Work to do: Report each line in the records below that contains the string "every".
##### Dataset rows
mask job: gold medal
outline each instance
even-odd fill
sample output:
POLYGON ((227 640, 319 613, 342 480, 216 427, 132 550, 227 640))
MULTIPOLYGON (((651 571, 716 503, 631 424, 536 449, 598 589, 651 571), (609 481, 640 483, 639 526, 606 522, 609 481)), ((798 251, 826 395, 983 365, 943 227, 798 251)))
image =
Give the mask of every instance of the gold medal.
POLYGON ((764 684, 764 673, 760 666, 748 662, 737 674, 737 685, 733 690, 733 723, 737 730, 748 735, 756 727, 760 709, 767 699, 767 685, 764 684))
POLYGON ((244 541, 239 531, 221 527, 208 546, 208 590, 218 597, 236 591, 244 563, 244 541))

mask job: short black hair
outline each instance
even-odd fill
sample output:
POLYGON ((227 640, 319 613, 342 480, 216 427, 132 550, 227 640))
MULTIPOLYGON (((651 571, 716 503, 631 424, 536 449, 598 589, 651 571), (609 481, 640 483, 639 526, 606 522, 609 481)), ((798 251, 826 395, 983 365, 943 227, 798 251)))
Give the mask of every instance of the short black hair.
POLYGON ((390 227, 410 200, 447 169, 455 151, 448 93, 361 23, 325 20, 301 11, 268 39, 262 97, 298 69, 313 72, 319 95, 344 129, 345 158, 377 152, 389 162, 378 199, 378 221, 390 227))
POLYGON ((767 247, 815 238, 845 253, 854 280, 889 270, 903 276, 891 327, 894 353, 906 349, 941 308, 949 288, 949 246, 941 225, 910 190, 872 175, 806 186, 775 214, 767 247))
##########
Exercise output:
Give the mask of every instance of the gold medal.
Give the mask of every instance of the short black hair.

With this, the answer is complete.